Excerto fornecido:
Entrevista a Tiago Moutinho «Qualidade de jogo da Académica levou-me para a Jordânia»

NACIONAL07.12.202410:00

Tiago Moutinho teve curta experiência no Al Hussein, ao serviço do qual teve pela frente dificuldades inesperadas, e está de regresso a Portugal, em busca de novo projeto. O treinador conta várias peripécias, entre as quais a do jogo que começou com muito atraso, porque havia duas equipas já em campo

- Conta-nos como foi a tua experiência na Jordânia, no Al Hussein.

 - Acabou por ser um bocadinho curta, mas foi boa, como todas. São aprendizagens. No ano passado, estava lá um treinador português, o João Mota, que se sagrou campeão, e o convite surgiu de forma até curiosa, através de um scout do clube que gostava muito dos treinadores portugueses. Observava jogadores em Portugal e chamou-lhe a atenção a forma como a Académica jogava, a qualidade do jogo, o estilo ofensivo, os muitos golos marcados e os poucos sofridos. Entrou em contato comigo. O convite não surgiu por terceiros, foi logo direto e, sim, na altura...

 - Mas é um choque de realidade, não é?

 - É. É um choque...

 - Estavas mais ou menos preparado, certo?

 - Sim, porém é mentalmente difícil. Há sempre um período em que esperamos para ver o que vai acontecer. Depois, as conversas surgiram, foram interessantes e havia também a questão financeira, que também me fez pensar. E assim fui. Também gosto de desafios, tal como aconteceu com a Grécia, a Sérvia, a China e a Espanha. Era ainda um desafio interessante treinar o campeão nacional da Jordânia, com um acrescento muito grande que era jogar a Champions League. Abracei este projeto, mas cheguei lá e encontrei uma realidade diferente daquela que esperava.

Lista de tarefas:
1. Transcreve literalmente a entrevista a Tiago Moutinho, tudo desde "- É. É um choque..." até "daquela que esperava.".
2. Segundo a entrevista a Tiago Moutinho, qual é o nome do treinador português que se sagrou campeão no ano passado?
3. Enumera os países que, na entrevista a Tiago Moutinho, são referidos como desafios que ele aceitou antes da Jordânia.

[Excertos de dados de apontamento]

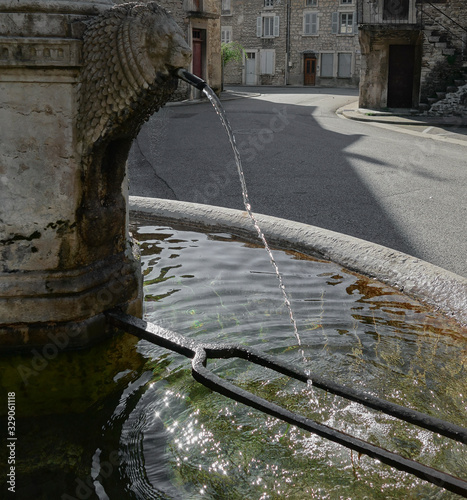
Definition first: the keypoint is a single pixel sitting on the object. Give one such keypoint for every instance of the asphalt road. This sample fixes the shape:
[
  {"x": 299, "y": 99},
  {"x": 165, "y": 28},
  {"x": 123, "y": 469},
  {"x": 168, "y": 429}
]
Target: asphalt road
[{"x": 401, "y": 189}]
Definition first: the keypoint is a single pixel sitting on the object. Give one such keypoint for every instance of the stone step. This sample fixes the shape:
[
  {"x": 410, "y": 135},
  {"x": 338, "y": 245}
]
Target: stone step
[{"x": 448, "y": 52}]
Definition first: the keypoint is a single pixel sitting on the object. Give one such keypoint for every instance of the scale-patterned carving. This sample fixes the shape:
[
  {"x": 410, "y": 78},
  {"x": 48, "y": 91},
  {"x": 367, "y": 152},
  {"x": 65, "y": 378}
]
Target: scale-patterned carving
[{"x": 129, "y": 56}]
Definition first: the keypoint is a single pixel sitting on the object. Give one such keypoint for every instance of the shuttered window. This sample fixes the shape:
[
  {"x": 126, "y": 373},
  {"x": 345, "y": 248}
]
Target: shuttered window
[
  {"x": 344, "y": 65},
  {"x": 267, "y": 62},
  {"x": 310, "y": 23},
  {"x": 327, "y": 65},
  {"x": 267, "y": 26}
]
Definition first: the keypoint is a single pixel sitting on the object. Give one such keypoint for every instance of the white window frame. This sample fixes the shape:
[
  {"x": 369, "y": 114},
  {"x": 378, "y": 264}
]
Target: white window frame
[
  {"x": 350, "y": 67},
  {"x": 333, "y": 69},
  {"x": 226, "y": 8},
  {"x": 226, "y": 34},
  {"x": 312, "y": 24},
  {"x": 349, "y": 26},
  {"x": 260, "y": 26},
  {"x": 337, "y": 23},
  {"x": 267, "y": 62}
]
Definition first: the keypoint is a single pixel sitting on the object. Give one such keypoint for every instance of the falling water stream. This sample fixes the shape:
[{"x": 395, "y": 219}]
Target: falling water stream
[{"x": 246, "y": 201}]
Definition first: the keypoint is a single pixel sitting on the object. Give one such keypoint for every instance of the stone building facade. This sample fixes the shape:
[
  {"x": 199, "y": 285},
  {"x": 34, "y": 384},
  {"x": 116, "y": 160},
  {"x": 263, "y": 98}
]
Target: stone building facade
[
  {"x": 413, "y": 51},
  {"x": 296, "y": 42},
  {"x": 200, "y": 21}
]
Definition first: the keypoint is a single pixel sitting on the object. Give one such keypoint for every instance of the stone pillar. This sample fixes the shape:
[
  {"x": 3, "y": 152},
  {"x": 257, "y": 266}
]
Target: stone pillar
[{"x": 65, "y": 252}]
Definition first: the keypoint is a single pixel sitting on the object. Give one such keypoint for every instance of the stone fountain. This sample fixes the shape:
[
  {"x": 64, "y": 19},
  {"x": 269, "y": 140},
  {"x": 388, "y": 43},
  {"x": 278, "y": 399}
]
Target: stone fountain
[{"x": 78, "y": 78}]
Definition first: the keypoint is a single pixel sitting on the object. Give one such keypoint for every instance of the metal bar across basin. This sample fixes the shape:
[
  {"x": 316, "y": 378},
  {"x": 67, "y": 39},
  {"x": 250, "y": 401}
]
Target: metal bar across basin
[{"x": 201, "y": 352}]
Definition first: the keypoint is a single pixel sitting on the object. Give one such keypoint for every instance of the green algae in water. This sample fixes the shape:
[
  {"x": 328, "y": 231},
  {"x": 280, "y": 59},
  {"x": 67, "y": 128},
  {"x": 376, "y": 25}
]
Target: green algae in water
[
  {"x": 137, "y": 426},
  {"x": 352, "y": 330}
]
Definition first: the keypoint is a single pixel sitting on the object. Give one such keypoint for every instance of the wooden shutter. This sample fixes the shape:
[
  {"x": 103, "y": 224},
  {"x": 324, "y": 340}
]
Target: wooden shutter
[
  {"x": 276, "y": 25},
  {"x": 314, "y": 23},
  {"x": 311, "y": 23},
  {"x": 335, "y": 23}
]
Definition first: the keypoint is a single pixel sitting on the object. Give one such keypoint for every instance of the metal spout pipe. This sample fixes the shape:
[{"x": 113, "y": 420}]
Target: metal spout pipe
[{"x": 193, "y": 80}]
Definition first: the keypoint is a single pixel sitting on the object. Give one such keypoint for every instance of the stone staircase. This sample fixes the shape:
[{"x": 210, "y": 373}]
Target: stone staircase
[{"x": 447, "y": 76}]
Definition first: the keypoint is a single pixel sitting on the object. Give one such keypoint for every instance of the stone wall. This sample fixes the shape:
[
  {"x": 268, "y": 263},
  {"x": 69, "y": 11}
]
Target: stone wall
[
  {"x": 445, "y": 44},
  {"x": 325, "y": 41},
  {"x": 242, "y": 25}
]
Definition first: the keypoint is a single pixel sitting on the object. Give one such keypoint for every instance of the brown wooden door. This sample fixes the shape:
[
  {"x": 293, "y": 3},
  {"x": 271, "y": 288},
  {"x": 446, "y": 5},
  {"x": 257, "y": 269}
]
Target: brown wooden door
[
  {"x": 310, "y": 70},
  {"x": 401, "y": 76}
]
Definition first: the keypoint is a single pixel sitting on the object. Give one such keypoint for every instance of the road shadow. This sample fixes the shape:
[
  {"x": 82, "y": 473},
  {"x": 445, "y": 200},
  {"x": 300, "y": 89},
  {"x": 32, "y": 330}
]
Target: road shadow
[{"x": 294, "y": 168}]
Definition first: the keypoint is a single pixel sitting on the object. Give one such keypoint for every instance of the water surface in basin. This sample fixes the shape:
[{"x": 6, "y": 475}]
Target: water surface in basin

Lista de soluções:
1.
- É. É um choque...

 - Estavas mais ou menos preparado, certo?

 - Sim, porém é mentalmente difícil. Há sempre um período em que esperamos para ver o que vai acontecer. Depois, as conversas surgiram, foram interessantes e havia também a questão financeira, que também me fez pensar. E assim fui. Também gosto de desafios, tal como aconteceu com a Grécia, a Sérvia, a China e a Espanha. Era ainda um desafio interessante treinar o campeão nacional da Jordânia, com um acrescento muito grande que era jogar a Champions League. Abracei este projeto, mas cheguei lá e encontrei uma realidade diferente daquela que esperava.

2. João Mota.

3. Grécia, Sérvia, China e Espanha.